Texte fourni –
****
Cet article sur Jean 9 a pour sujet la guérison de l'aveugle-né par Jésus qui est la lumière du monde et qui dénonce en même temps l'aveuglement spirituel des hommes.

Source: Les miracles de Jésus. 4 pages.

Jean 9 - Guérison de l'aveugle-né - Lumière et cécité

Jean 9

L’homme avait été réveillé ce matin, comme chaque matin, par le vacarme assourdissant des rues de Jérusalem grouillant de monde. Des enfants avaient déjà commencé à criailler et les adultes, marchands ambulants ou modestes échoppiers, à vociférer pour vendre leurs marchandises. Les ménagères s’étaient mises à allumer le feu, tandis que des Juifs pieux adressaient leur prière quotidienne au Dieu d’Israël.

Quant à lui, il ne saurait jamais distinguer une journée radieuse d’un ciel assombri. Si ce n’avait été pour le tohu-bohu du quartier qu’il habitait, il n’aurait même pas su qu’un jour nouveau s’était levé. Il était aveugle, aveugle de naissance. Sans doute était-il entouré d’autres miséreux comme lui; des boiteux, des sourds-muets, des paralysés et autres éclopés des bas-fonds de Jérusalem la sainte… Ses parents, habitant un quartier sans doute plus convenable, ne s’étaient jamais affranchis du poids du blâme secret de l’opinion publique, bien lourd à porter, puisqu’à l’époque, on considérait les parents comme responsables des tares frappant leurs descendants… N’étaient-ils pas responsables du malheur frappant leur fils? Mais peut-être se demandaient-ils, à leur tour, si ce n’était quand même pas la faute de leur enfant; avant même qu’il n’ait commis de péché, Dieu l’avait puni en prévision du futur, de son comportement ultérieur… tout en ne sachant pourtant pas s’expliquer comment un aveugle pourrait commettre des péchés entraînant un si lourd châtiment. Quant à la victime, elle devait échafauder sans doute d’autres hypothèses; peut-être qu’un seul de ses parents avait-il commis une faute grave à l’insu de l’autre, la dissimulant au regard de son conjoint…

Ces pensées tristes et accablantes, peut-être même d’amers ressentiments, s’éveillaient avec lui chaque matin. Des âmes charitables devaient lui apporter de temps à autre quelque chose à se mettre sous la dent… Mais les gens religieux, tout au moins ceux appartenant aux classes supérieures, étaient d’habitude moins généreux que le commun du peuple, tels ces pèlerins venus du fond de la campagne pour s’acquitter de leurs devoirs religieux et qui lui jetaient quand même une maigre aumône. Malgré leur modeste offrande, ils semblaient plus attentifs aux malheurs de ces mendiants traînant chaque jour, et parfois même la nuit, leur misère dans les sombres ruelles de la capitale. Meilleurs en tout cas que les pharisiens et les scribes, qui avec ostentation et outrecuidance, satisfaits d’eux-mêmes, déposaient avec scrupule leur dîme — même celle de la menthe et du cumin — dans le tronc du temple. D’ailleurs ils étaient tellement persuadés que d’être tombé dans le rang des mendiants était un signe du péché, qu’ils avaient hâte de sortir des ruelles malodorantes après avoir, avec une satisfaction égoïste et seulement les apparences de la charité, obéi aux prescriptions de la Torah.
****
Données brutes –
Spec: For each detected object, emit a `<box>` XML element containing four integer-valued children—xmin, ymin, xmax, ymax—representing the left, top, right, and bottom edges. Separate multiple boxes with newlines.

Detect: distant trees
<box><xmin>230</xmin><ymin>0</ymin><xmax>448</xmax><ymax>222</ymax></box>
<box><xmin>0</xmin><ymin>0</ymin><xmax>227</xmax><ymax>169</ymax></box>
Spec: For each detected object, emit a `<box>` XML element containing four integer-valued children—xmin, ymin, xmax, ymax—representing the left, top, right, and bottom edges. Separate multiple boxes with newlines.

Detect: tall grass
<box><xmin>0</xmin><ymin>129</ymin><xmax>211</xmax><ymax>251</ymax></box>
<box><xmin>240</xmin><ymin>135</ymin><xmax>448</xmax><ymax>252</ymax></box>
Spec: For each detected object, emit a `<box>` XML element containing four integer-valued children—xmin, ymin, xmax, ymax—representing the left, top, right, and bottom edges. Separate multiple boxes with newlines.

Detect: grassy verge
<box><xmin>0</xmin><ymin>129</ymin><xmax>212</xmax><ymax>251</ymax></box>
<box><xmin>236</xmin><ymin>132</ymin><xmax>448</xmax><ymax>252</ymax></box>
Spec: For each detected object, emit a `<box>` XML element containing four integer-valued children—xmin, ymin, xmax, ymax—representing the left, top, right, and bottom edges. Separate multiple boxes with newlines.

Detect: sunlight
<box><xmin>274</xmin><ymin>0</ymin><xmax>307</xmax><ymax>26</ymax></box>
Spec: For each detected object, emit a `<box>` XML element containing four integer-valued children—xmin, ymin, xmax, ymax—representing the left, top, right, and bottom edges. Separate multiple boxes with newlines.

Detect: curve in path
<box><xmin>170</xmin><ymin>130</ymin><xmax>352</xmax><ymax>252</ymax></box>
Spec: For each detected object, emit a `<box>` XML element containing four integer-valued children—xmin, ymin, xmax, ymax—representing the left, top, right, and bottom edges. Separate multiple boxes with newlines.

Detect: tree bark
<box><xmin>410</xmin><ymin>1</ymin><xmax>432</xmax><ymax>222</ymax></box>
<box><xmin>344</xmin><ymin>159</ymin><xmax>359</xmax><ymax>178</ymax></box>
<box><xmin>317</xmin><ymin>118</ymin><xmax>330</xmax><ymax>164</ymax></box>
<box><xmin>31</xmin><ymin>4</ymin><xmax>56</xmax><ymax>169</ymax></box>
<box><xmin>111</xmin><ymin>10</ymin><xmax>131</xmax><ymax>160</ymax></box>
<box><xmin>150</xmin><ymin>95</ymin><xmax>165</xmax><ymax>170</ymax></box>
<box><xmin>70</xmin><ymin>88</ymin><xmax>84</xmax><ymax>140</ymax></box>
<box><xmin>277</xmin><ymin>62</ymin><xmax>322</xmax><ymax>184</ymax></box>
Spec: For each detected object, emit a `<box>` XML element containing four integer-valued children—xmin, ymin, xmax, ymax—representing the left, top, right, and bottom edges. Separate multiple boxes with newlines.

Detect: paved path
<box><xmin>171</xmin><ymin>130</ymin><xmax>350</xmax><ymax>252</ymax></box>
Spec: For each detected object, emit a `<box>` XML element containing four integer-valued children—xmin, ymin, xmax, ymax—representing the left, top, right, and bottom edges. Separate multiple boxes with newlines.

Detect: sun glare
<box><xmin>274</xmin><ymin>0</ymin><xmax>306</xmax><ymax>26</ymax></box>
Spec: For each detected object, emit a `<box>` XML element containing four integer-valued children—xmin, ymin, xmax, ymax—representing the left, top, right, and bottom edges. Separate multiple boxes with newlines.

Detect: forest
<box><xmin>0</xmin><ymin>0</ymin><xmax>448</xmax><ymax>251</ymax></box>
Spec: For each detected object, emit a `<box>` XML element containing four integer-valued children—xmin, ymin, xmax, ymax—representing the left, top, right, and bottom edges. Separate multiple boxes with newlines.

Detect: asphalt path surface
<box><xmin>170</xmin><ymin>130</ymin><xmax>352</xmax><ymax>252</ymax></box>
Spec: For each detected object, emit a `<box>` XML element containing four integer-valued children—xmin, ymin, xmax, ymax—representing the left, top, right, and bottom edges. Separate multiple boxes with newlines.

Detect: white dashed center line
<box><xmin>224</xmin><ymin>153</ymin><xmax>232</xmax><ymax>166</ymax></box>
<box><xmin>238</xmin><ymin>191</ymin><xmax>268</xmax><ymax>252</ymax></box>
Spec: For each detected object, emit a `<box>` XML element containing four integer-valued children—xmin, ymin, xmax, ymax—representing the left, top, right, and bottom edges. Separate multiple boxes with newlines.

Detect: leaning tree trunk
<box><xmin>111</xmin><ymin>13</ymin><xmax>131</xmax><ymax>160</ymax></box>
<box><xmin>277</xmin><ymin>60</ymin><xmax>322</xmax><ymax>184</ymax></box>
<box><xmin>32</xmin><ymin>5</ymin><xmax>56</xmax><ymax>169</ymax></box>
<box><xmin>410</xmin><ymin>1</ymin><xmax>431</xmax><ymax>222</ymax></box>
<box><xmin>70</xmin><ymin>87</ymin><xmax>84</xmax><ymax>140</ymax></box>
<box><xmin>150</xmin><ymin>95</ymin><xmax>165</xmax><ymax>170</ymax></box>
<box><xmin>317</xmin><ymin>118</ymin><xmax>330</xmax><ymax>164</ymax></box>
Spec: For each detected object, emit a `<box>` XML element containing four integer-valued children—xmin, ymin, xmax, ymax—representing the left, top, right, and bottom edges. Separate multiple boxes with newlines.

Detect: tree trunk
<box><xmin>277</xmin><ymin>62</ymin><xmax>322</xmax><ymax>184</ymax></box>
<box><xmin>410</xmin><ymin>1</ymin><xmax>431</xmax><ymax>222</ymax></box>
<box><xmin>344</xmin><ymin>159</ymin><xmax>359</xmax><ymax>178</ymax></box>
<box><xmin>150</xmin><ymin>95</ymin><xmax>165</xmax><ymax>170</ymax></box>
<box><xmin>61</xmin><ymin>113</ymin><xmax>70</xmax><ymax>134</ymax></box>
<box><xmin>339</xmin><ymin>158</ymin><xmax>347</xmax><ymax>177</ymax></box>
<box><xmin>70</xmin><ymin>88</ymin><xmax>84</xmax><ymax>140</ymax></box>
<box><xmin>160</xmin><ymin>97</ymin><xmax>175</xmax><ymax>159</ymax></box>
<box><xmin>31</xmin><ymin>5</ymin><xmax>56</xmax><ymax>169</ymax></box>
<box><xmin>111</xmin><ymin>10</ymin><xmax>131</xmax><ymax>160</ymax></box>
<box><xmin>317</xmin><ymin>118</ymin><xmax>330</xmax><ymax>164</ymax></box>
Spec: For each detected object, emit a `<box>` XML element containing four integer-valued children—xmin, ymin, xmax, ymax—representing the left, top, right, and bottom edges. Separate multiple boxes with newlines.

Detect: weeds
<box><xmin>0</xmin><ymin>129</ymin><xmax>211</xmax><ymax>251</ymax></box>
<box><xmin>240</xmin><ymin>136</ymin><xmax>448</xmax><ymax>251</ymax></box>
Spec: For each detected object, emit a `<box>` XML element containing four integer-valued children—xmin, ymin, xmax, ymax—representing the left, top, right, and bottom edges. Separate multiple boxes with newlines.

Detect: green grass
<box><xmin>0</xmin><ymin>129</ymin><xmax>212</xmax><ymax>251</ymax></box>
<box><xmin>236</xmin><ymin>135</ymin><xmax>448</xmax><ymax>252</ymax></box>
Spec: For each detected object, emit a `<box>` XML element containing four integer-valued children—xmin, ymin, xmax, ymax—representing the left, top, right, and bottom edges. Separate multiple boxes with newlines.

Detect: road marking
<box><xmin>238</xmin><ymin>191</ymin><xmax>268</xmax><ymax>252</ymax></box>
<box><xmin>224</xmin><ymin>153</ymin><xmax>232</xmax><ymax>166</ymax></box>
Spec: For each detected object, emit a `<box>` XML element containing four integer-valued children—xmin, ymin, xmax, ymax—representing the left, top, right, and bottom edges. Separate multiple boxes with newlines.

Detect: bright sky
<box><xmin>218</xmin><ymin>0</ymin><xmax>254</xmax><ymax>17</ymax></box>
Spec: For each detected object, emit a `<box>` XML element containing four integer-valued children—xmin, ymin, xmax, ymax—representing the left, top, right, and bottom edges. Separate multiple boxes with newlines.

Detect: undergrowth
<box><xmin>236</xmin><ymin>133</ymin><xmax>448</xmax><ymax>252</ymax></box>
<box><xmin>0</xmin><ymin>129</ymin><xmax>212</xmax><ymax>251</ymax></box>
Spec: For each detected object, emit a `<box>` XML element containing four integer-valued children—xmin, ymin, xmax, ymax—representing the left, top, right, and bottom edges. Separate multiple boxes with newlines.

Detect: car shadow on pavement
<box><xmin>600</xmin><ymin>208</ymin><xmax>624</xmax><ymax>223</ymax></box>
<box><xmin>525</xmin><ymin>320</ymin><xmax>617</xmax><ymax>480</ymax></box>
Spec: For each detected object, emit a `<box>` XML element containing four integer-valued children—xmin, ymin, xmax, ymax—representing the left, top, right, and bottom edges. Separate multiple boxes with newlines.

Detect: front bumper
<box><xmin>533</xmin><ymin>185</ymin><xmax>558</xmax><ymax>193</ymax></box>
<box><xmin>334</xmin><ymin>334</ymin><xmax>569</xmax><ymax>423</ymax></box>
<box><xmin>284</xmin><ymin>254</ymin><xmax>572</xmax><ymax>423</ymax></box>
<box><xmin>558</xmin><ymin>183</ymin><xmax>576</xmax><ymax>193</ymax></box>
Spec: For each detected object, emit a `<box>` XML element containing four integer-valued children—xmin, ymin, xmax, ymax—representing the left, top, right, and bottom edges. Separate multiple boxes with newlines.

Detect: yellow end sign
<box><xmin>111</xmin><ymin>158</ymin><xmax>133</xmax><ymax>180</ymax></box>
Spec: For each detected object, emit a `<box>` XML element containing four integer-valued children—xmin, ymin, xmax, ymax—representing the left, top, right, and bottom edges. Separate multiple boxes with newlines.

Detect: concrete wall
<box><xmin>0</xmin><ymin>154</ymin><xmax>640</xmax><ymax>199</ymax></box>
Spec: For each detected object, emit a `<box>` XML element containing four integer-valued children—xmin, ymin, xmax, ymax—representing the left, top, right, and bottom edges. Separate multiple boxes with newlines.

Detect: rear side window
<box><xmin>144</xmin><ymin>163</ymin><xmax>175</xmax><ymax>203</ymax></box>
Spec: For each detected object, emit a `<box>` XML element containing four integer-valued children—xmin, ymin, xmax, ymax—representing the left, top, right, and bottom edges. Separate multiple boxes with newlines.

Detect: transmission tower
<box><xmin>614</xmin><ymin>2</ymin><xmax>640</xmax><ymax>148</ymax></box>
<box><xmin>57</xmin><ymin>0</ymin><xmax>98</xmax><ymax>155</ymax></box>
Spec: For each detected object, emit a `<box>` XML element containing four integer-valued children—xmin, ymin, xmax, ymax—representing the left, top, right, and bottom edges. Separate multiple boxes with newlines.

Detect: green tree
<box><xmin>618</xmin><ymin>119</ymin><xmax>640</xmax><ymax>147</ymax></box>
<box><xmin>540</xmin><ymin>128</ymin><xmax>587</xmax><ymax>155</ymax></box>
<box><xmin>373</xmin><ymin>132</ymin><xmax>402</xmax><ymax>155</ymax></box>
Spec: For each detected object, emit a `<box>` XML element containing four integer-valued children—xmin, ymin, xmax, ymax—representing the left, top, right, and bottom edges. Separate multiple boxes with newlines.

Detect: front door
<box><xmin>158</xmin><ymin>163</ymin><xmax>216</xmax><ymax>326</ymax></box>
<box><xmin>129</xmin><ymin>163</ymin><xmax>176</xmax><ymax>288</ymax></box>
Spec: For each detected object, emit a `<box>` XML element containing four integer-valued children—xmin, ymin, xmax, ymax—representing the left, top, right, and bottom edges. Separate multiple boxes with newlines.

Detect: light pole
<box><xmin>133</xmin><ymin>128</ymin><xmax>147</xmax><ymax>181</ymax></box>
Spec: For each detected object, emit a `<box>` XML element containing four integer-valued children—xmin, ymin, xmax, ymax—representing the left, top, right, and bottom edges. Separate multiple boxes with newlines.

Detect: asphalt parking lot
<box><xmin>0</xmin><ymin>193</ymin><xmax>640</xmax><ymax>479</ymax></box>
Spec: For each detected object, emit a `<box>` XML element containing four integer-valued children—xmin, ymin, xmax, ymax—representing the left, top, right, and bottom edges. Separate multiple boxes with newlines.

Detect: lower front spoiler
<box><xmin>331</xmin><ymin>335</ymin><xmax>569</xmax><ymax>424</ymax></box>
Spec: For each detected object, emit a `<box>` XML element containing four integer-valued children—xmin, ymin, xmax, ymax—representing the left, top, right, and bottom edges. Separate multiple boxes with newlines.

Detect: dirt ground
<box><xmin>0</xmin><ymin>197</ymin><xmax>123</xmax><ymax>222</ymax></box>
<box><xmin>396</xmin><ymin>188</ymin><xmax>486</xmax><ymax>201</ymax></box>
****
Consigne –
Donnez la suite du texte sur la guérison de l'aveugle-né, en reprenant juste après sa dernière phrase. Le listing ne sert à rien ici.

Réponse –
L’aveugle se mit en route s’appuyant sur sa canne, et frappant avec elle le sol crasseux, il se guidait tout seul. De nos jours, on a « des chiens d’aveugle », qui rendent d’inestimables services aux non-voyants. Mais il est fort peu probable que notre aveugle en eut un pour le guider, car les chiens n’étaient guère acceptés chez les Juifs… En tournant le coin de la sombre rue, un rayon de soleil réchauffa son visage. Cela le réjouit. Aujourd’hui, c’était jour de sabbat, ce qui signifiait plus de monde dans les rues, et par conséquent plus d’aumônes tombant dans son écuelle…

Je vous conseille vivement de lire, ou de relire, le chapitre 9 de l’Évangile selon Jean. L’évangéliste se sert de ce récit pour révéler la tragédie d’une cécité plus grave encore que celle qui frappe la vue physique : tout en révélant le miracle qui redonna la vue à celui qui en était privé, il dénonce l’aveuglement spirituel des autres.

Jésus et ses disciples se trouvaient aux alentours du Temple; c’est là qu’ils aperçurent le malheureux. Vint alors la question de routine : « Maître, qui a péché, lui ou ses parents, pour qu’il soit né aveugle? » (Jn 9.2). « De qui expie-t-il la faute? » La réponse de Jésus est saisissante. D’après lui, pas plus l’aveugle que ses parents n’avaient commis un péché exigeant ce châtiment; la situation de ce malheureux est là afin que la gloire de Dieu puisse éclater au grand jour. L’incident lui offrira l’occasion, une nouvelle fois, de prouver que lui, Jésus, est la lumière véritable du monde. Aussi, sans même que le mendiant le supplie, il s’approche de lui, pétrit avec sa salive de la boue et l’applique sur les yeux de l’aveugle. Ensuite, il lui demande d’aller se laver dans une piscine appelée Siloé. L’aveugle ne se le fera pas dire deux fois. Accouru à Siloé, il reviendra complètement guéri de sa cécité.

La vue de l’homme miraculé plonge ses voisins dans la plus totale confusion. S’agit-il vraiment de leur compagnon d’infortune de tout à l’heure? Lui, il ne peut qu’expliquer ce qui s’est produit. Qui était-ce donc le bienfaiteur, l’auteur du miracle? Pour l’instant, la question restera sans réponse. Jésus et les siens s’étaient déjà éloignés des lieux.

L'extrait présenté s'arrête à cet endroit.